#### READING TEXT:
········

Comparison of models for letter position encoding and their explanations of experimental effects

doi:10.3724/SP.J.1042.2025.0863

Abstract

Abstract: This article compares and analyzes six classic letter position encoding models, exploring the role of letter position in visual word recognition and the underlying cognitive mechanisms. The models discussed include the Overlap Model, the Open Bigrams Model, the Sequential Encoding Regulated by Inputs to Oscillations within Letter Units (the SERIOL Model), the Spatial-coding Model, the Bayesian Reader, and the Positional Ordering of N-Grams (the PONG). Each model is grounded on a distinct cognitive theory, offering unique perspectives on how letter positions are encoded and simulating various effects observed in word recognition.
A common feature of these models is the claim that letter position plays a crucial role in word recognition. All models effectively account for several experimental effects, such as letter transposition effects and the effects of letter repetition, insertion, and deletion. Nonetheless, significant differences emerge in these models’ theoretical frameworks and conceptualizations of letter position encoding. The Overlap Model and the Bayesian Reader suggest that letter position encoding is highly susceptible to noise. The Overlap Model tolerates position shifts through an overlapping encoding mechanism, while the Bayesian Reader interprets position adjustment through a probabilistic framework, dynamically adjusting based on context to fit various cognitive scenarios. In contrast, the SERIOL Model encodes letter position via temporal activation patterns and multi-level structures (e.g., retinal layer, feature layer, letter layer), emphasizing the sequential and temporal characteristics of letter positions. The Spatial Encoding Model employs spatial phase coding and a two-dimensional coordinate system to process letter positions, enhancing encoding precision through external letter banks and word length modules. The Open Bigrams Model proposes a flexible encoding mechanism, focusing on the relative positions of adjacent letter pairs rather than strict letter order, thus offering a moderately flexible approach. The PONG introduces a theory of N-grams position encoding, positing that the position of N-grams is more critical than individual letter positions.

········

#### WHAT NEEDS TO BE DONE:
Return the passage of the abstract on letter position encoding models starting at "Comparison of models" and ending at "observed in word recognition.", word for word. The records that come next are separate material and have nothing to do with the abstract.

········

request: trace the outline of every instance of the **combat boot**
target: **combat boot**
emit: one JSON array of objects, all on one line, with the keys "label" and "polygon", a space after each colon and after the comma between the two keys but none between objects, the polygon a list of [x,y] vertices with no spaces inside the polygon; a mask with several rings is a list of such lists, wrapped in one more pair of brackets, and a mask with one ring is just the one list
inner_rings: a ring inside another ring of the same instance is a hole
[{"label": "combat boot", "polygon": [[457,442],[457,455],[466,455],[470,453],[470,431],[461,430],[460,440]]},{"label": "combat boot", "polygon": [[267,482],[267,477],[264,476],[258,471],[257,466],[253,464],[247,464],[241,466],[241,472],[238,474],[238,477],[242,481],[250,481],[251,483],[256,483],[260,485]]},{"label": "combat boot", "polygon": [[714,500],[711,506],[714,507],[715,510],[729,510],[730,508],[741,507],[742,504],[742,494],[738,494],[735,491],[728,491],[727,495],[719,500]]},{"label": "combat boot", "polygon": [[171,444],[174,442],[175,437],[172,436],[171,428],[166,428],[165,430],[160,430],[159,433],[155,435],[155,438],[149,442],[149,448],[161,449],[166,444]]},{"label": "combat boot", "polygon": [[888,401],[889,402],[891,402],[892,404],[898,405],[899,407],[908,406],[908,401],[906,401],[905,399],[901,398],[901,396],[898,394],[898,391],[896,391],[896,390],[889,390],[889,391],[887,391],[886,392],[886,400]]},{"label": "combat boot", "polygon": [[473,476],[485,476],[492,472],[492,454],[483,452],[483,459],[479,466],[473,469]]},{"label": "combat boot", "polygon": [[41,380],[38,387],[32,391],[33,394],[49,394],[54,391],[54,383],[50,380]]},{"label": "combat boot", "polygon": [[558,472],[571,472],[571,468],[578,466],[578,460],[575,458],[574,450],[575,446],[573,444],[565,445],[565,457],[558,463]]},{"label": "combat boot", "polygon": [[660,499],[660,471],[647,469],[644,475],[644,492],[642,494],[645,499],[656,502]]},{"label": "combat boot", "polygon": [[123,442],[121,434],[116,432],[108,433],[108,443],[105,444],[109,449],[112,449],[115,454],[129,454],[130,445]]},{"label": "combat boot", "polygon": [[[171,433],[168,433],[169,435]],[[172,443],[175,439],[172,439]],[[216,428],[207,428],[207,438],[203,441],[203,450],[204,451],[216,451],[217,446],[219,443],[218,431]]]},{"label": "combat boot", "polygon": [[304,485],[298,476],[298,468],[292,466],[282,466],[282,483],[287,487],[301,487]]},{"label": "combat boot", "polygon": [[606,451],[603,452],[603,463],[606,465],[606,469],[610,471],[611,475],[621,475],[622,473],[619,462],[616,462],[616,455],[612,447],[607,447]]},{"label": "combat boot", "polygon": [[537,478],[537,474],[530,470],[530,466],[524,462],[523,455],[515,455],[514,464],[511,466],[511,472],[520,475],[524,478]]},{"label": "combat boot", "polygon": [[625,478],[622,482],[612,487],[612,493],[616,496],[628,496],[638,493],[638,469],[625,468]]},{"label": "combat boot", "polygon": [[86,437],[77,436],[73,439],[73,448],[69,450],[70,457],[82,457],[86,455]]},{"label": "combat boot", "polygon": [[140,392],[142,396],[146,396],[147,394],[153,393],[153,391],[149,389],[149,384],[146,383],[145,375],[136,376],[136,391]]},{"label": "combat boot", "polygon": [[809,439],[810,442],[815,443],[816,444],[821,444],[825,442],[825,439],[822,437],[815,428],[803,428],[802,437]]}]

········

#### EXERCISE RESPONSE:
Comparison of models for letter position encoding and their explanations of experimental effects

doi:10.3724/SP.J.1042.2025.0863

Abstract

Abstract: This article compares and analyzes six classic letter position encoding models, exploring the role of letter position in visual word recognition and the underlying cognitive mechanisms. The models discussed include the Overlap Model, the Open Bigrams Model, the Sequential Encoding Regulated by Inputs to Oscillations within Letter Units (the SERIOL Model), the Spatial-coding Model, the Bayesian Reader, and the Positional Ordering of N-Grams (the PONG). Each model is grounded on a distinct cognitive theory, offering unique perspectives on how letter positions are encoded and simulating various effects observed in word recognition.